Annotated coordinate records:
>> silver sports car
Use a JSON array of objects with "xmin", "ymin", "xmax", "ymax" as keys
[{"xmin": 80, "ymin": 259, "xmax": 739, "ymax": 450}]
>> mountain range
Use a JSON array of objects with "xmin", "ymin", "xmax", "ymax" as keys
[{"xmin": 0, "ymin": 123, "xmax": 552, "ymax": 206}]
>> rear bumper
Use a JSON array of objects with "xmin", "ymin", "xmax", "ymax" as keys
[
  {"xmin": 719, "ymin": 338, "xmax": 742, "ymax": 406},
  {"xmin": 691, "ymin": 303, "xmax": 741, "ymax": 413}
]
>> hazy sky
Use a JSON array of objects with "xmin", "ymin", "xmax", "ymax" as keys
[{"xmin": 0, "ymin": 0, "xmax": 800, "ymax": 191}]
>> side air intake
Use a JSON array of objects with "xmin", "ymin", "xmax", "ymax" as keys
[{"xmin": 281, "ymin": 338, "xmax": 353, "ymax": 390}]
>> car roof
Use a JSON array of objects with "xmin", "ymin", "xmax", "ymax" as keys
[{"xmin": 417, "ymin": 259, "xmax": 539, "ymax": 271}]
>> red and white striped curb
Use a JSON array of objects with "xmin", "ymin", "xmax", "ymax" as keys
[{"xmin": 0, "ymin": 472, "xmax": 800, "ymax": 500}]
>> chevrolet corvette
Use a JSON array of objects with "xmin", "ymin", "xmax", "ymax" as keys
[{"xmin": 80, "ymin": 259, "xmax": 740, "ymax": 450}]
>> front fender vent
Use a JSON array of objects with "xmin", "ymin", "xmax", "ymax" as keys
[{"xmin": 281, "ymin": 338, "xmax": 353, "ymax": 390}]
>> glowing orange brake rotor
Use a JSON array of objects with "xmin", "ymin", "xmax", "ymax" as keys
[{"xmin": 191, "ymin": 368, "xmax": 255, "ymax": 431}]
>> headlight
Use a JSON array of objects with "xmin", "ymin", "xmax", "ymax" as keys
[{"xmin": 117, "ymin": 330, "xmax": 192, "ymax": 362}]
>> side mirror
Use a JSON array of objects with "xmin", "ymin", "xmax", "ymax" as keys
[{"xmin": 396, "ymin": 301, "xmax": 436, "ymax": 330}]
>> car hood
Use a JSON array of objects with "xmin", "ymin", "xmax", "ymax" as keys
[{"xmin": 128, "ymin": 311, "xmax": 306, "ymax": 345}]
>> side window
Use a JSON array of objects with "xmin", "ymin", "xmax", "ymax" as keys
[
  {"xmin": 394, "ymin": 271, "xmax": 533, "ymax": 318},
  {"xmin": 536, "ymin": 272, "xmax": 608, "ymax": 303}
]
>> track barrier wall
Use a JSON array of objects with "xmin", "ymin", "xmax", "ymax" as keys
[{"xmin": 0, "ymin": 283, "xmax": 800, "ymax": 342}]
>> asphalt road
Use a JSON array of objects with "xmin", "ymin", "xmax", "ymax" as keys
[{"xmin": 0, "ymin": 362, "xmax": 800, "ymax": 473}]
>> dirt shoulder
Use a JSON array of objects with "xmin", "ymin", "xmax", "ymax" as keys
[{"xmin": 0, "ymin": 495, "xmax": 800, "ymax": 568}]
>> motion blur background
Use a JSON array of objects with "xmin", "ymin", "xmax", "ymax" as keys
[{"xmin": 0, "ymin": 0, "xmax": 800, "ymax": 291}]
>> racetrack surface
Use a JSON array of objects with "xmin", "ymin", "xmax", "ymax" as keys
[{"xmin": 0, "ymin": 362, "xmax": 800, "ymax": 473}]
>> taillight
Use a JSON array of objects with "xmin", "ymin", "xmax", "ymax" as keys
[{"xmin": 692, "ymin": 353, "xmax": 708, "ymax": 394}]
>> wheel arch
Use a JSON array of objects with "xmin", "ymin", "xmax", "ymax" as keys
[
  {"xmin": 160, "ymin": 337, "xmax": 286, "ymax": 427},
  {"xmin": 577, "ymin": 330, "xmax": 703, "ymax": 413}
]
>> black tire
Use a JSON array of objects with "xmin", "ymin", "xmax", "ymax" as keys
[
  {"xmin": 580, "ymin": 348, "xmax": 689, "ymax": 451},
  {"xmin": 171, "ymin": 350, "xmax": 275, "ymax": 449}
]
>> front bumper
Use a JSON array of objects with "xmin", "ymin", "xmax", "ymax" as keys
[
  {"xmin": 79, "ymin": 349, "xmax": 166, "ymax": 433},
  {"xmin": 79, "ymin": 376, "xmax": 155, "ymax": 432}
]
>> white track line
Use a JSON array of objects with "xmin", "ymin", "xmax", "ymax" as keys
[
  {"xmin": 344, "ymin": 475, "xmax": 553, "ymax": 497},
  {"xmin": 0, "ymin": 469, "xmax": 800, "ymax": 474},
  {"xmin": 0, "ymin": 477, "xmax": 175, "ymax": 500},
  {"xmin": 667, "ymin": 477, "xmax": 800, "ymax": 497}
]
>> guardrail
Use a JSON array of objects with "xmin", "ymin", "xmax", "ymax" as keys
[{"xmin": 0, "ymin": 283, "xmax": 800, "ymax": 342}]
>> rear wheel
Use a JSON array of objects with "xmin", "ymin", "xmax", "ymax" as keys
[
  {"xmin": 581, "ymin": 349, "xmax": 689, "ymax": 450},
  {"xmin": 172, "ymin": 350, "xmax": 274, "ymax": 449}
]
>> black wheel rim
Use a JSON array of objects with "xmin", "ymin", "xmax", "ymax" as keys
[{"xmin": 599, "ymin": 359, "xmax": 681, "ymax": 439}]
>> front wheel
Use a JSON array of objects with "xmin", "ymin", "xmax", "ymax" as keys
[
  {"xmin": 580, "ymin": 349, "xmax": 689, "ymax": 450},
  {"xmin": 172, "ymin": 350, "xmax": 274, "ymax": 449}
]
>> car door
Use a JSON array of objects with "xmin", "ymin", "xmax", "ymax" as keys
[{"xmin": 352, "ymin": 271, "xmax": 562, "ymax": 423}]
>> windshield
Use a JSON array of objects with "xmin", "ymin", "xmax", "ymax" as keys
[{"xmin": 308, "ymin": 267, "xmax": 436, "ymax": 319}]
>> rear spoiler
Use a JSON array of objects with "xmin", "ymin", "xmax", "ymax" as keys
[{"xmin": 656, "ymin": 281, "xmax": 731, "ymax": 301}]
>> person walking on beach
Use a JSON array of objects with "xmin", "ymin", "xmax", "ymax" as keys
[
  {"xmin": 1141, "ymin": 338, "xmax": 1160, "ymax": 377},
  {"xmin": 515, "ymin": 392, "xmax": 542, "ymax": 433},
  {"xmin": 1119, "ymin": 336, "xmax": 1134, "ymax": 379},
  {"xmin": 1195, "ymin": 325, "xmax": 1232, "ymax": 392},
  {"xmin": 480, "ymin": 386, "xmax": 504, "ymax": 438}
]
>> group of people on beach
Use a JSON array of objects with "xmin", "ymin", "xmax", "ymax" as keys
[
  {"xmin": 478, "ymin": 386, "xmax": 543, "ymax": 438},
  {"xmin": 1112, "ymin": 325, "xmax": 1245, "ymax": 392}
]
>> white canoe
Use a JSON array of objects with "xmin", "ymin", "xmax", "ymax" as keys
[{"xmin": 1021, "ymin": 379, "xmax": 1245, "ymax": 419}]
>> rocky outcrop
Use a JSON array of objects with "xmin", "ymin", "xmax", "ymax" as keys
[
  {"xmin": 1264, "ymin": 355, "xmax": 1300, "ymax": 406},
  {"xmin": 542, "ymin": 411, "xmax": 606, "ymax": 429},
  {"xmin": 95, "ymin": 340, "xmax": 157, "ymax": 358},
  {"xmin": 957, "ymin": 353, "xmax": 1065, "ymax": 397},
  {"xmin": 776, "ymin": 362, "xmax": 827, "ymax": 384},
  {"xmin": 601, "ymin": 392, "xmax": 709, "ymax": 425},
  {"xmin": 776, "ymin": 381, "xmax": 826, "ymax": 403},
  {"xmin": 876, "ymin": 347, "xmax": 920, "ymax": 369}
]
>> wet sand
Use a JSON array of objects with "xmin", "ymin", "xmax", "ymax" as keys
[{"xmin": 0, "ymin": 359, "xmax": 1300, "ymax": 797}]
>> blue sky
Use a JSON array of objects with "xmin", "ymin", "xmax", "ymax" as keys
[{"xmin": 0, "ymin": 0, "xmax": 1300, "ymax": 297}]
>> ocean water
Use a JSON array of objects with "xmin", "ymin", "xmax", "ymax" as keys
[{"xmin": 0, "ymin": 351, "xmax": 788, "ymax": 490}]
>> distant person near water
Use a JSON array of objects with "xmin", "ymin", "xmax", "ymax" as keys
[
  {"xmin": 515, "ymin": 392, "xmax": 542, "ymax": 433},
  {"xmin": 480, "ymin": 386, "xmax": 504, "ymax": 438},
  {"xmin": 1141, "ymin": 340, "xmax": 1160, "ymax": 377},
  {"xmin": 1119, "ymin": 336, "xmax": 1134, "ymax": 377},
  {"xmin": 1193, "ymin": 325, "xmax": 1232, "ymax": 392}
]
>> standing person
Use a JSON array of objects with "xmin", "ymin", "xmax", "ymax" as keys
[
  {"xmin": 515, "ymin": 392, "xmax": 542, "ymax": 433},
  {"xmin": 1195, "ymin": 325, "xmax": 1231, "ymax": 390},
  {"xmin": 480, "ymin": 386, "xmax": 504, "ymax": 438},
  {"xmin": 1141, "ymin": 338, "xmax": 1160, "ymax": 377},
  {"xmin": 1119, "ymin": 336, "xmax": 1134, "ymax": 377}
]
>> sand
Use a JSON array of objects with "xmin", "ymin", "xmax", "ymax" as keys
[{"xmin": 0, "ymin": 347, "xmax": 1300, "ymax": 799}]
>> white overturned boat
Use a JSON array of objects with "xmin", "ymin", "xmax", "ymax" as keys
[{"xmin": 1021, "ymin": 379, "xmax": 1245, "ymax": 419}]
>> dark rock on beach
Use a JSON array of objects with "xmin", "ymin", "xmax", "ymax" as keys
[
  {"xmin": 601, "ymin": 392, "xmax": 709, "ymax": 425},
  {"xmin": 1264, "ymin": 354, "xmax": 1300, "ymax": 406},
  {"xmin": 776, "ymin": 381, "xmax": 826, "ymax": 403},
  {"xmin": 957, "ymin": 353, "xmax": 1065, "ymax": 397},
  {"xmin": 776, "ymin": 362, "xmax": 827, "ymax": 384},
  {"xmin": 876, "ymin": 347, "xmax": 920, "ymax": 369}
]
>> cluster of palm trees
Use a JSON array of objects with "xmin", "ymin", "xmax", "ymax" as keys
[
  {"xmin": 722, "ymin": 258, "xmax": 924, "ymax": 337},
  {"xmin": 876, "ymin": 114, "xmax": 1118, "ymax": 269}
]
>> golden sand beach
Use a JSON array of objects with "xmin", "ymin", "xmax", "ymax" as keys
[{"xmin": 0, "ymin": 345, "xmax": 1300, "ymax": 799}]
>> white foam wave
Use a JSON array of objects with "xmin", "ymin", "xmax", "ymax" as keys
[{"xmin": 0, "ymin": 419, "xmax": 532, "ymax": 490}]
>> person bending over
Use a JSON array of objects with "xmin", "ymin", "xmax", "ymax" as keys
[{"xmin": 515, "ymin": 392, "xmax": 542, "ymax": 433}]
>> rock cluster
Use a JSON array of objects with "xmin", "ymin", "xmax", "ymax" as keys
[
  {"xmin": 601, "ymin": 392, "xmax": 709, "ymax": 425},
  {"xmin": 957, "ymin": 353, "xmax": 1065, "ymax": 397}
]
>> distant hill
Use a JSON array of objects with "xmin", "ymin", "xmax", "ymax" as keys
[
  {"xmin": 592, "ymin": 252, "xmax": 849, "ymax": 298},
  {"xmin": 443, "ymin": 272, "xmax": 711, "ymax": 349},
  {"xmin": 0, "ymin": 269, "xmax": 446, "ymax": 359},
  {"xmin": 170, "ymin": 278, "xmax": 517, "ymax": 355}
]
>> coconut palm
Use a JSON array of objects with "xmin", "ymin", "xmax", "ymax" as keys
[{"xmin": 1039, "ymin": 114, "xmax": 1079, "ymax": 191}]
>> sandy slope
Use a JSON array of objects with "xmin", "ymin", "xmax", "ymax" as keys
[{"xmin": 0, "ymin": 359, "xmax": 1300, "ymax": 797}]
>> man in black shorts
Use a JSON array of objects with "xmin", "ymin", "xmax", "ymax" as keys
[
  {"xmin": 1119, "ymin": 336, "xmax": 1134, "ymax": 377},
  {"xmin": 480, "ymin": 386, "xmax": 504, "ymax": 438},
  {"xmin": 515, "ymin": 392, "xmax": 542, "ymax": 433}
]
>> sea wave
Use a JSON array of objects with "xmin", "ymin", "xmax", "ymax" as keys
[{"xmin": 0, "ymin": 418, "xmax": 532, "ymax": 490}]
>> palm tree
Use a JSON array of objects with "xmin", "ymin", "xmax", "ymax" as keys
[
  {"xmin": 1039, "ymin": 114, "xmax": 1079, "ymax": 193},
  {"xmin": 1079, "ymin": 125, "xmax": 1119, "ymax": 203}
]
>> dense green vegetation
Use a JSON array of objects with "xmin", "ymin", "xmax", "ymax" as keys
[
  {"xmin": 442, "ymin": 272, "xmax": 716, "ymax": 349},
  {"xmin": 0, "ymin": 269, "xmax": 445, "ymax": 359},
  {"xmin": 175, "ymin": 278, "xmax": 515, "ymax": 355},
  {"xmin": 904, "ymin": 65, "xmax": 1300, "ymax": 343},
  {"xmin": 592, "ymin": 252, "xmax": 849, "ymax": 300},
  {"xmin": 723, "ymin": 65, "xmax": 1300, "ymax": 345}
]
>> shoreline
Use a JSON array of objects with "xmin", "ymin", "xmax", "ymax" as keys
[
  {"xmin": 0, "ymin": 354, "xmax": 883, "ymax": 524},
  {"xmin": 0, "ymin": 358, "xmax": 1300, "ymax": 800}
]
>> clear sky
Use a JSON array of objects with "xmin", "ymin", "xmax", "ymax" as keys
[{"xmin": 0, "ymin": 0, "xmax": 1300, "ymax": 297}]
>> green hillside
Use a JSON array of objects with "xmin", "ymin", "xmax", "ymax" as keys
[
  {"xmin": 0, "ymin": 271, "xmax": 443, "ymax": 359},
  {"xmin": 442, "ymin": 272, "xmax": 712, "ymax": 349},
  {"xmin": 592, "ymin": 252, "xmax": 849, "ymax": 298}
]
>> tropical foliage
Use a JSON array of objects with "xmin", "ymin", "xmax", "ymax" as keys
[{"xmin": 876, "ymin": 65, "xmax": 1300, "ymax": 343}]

### TO DO:
Please pull out every line of the material above that contains the word "wheel". Matches must agree in case.

### TASK ANSWER:
>> wheel arch
>> rear wheel
>> black wheel rim
>> front wheel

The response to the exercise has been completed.